* _Region pointing data_
• • •

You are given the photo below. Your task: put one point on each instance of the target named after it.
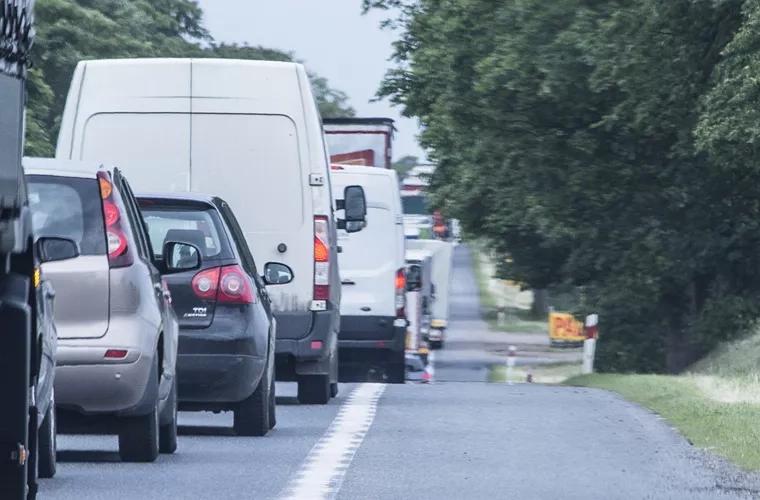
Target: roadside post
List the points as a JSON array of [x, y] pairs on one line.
[[511, 359], [589, 344]]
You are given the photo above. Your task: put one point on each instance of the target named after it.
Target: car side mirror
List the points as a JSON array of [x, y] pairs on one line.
[[414, 278], [276, 273], [355, 204], [54, 249], [180, 257]]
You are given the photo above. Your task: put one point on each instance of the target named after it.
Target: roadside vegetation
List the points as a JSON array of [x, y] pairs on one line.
[[715, 404], [517, 320], [608, 146], [72, 30]]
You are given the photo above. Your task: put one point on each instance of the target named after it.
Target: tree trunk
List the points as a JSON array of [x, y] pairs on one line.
[[540, 306]]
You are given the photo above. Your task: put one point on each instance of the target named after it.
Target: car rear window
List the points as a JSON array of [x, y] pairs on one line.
[[204, 221], [68, 207]]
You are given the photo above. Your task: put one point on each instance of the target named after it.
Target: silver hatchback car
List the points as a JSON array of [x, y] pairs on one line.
[[117, 331]]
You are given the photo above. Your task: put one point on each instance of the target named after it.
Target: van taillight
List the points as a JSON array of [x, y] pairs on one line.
[[401, 293], [227, 284], [119, 253], [321, 258]]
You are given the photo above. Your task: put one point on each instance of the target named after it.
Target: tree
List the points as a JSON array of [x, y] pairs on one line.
[[404, 165], [609, 145], [69, 31]]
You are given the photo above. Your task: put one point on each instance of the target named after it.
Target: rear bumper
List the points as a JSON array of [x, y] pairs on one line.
[[224, 363], [365, 338], [101, 388], [315, 345]]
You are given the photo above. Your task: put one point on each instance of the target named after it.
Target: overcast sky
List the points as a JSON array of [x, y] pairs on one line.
[[337, 42]]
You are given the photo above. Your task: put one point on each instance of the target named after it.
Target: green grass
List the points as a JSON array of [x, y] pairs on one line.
[[517, 321], [728, 428]]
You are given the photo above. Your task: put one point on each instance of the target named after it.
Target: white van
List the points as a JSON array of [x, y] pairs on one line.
[[249, 132], [373, 275]]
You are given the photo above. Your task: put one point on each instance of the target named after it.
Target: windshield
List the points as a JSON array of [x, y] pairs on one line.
[[357, 148], [415, 205], [185, 225]]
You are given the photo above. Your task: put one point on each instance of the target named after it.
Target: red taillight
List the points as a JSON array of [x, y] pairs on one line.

• • •

* _WHAT IS REQUIRED_
Whenever "roadside" occurs in a line of the entries, copy that line.

* _TASK RESULT_
Target: roadside post
Target: roadside vegetation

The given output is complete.